TASK TO COMPLETE:
Using the records below, return exactly the lines from the one containing "Practice step: label each instance of the white shorts" through the last, and omit pictures.

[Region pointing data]
-------------------------
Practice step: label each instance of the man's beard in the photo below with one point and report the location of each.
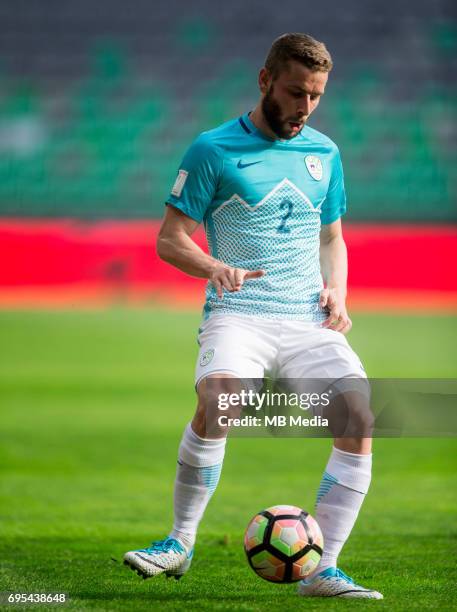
(272, 114)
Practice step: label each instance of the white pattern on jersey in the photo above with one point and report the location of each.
(280, 235)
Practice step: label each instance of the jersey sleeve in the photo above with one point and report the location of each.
(334, 205)
(198, 178)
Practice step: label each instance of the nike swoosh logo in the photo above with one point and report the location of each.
(240, 165)
(150, 562)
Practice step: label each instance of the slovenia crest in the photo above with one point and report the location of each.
(314, 166)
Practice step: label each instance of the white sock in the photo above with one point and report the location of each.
(343, 488)
(197, 475)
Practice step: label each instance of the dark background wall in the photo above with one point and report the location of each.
(99, 100)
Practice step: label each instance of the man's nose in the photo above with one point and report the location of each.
(304, 107)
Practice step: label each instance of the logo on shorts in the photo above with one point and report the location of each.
(206, 357)
(314, 166)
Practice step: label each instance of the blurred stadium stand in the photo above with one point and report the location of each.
(99, 100)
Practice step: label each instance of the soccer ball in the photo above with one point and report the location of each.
(283, 544)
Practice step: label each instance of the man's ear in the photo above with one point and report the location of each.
(264, 80)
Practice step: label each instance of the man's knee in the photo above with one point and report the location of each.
(213, 392)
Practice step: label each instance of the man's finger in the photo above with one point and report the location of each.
(323, 298)
(238, 279)
(332, 320)
(226, 282)
(254, 274)
(217, 285)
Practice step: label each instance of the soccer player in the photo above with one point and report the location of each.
(270, 192)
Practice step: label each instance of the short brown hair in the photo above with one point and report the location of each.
(302, 48)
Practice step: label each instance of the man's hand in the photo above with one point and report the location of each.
(338, 319)
(231, 279)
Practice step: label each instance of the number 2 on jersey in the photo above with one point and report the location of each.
(288, 206)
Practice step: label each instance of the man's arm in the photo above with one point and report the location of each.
(334, 269)
(176, 247)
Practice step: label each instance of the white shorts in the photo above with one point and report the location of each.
(253, 347)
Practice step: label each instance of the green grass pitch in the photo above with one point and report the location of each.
(92, 410)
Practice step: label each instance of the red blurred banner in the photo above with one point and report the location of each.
(118, 258)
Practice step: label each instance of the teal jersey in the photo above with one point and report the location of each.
(263, 202)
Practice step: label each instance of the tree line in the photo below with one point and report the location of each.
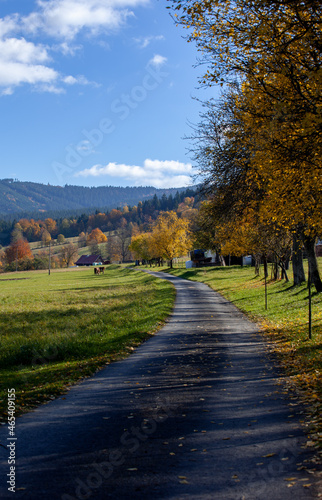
(258, 147)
-------------------------
RESULT OF THE TASK:
Practice step: label each instance of the white shorts in the photo above with one point and report the location of each.
(253, 347)
Practice step: label each instance of the green grass pitch in the photo above with one point and report the location of each.
(92, 410)
Practice step: label each instance of the red blurred banner in the photo above with one point and report the location of each.
(118, 258)
Practice step: label each instance of the teal jersey in the photo above with one point and report the location of each.
(263, 202)
Practice step: label each instance of the tree line in the photo below with one point and report the location of each.
(258, 147)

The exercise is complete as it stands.